**Actions to take**:
a - Answer these questions from the ear reconstruction article:
(i) According to the National Birth Defects Prevention Network, how many U.S. births result in microtia or anotia?
(ii) Where does Angelo Leto Barone currently work as a craniofacial and pediatric plastic surgeon?
(iii) How many ribs does the new technique need, compared with the traditional number?
b - Reproduce a passage from the ear reconstruction article word for word. Begin at the words "According to the" and stop after "deafness as well.".

According to the National Birth Defects Prevention Network, one in every 8,000 to 10,000 births in the United States result in one of two congenital malformations of the ear: microtia (the child is born with only a cartilage stump for an ear) or anotia (the complete lack of an ear). Because there is no properly shaped ear canal or ear drum to capture and relay sound waves, a child with microtia or anotia usually has partial deafness as well.
Now, thanks to two novel tools developed by a Johns Hopkins Medicine resident and a former resident, the traditionally difficult surgery to create a replacement ear from a patient’s rib cartilage may soon be done faster, more simply and accurately, without wasting valuable tissue, and with the ability to “custom fit” the new organ for each patient.
“Although ear reconstruction surgery for repairing microtia and anotia in both pediatric and adult cases has been practiced for a number of years, it still is a demanding procedure for both the patient and the surgeon,” says Angelo Leto Barone, M.D., a former resident in plastic and reconstructive surgery at the Johns Hopkins University School of Medicine and now a craniofacial and pediatric plastic surgeon at Nemours Children’s Health in Orlando, Florida. “What makes it really difficult is that to construct a suitable ear requires a bit of artistic skill.”
To perform an ear reconstruction without needing such innate talent, Leto Barone and his colleague, Johns Hopkins interventional and diagnostic radiology surgery resident Anirudh Arun, M.D., invented two assistive devices using 3D manufacturing. The first is a simple to use carving tool that precisely slices rib cartilage removed from the patient to any desired thickness and minimizes tissue waste. The second is a “cookie-cutter-like” press using steel blades — shaped in patterns fashioned from a patient’s normal ear — to yield the pieces of cartilage that are brought together during surgery to form the new organ.
“The cartilage-slicing device basically doubles the amount of cartilage tissue available for surgery, meaning that less has to be harvested to safely produce the entire ear,” says Arun. “We only need two and a half ribs instead of the traditional four from prior techniques — less waste and less discomfort for the patient.”
Placed into the second cutter, the cartilage slices are precisely trimmed into the components of the new ear in minutes rather than the hours needed to do it manually with a scalpel.

**Dataset section**:

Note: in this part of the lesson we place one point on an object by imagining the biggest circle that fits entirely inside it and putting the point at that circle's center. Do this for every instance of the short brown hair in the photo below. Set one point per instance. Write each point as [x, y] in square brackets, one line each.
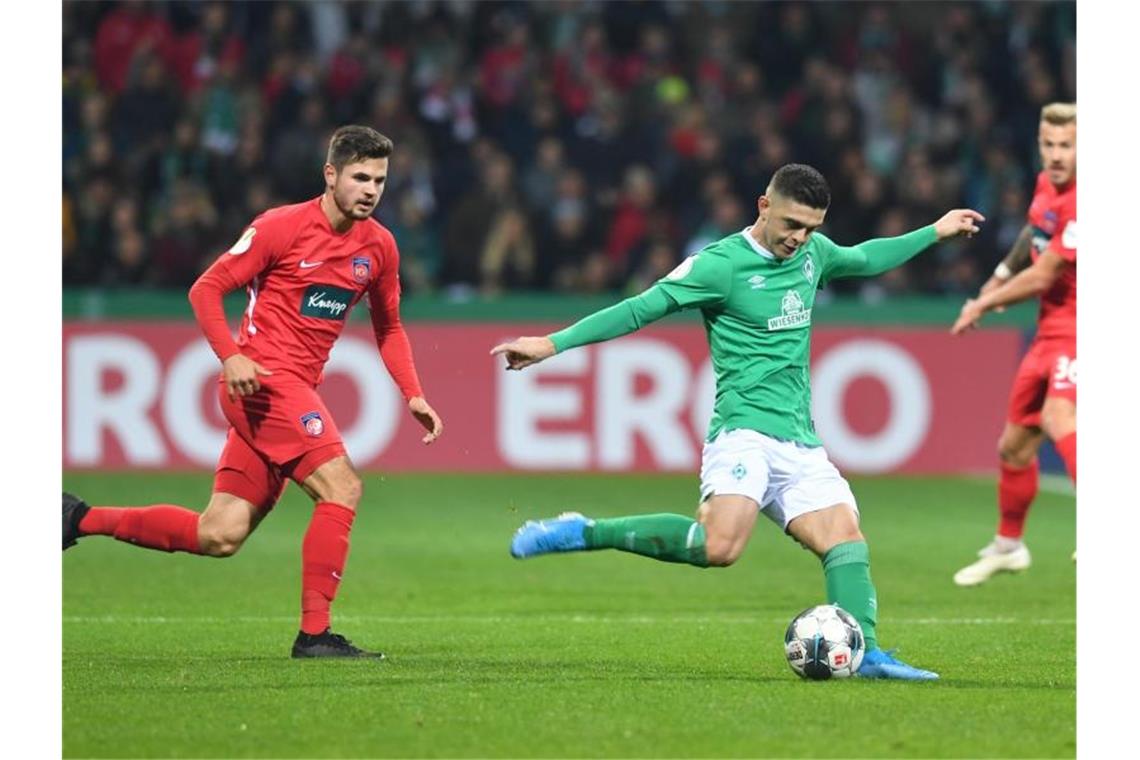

**Numbered responses**:
a -
(i) One in every 8,000 to 10,000 births.
(ii) Nemours Children's Health in Orlando, Florida.
(iii) Two and a half ribs, instead of the traditional four.

b -
According to the National Birth Defects Prevention Network, one in every 8,000 to 10,000 births in the United States result in one of two congenital malformations of the ear: microtia (the child is born with only a cartilage stump for an ear) or anotia (the complete lack of an ear). Because there is no properly shaped ear canal or ear drum to capture and relay sound waves, a child with microtia or anotia usually has partial deafness as well.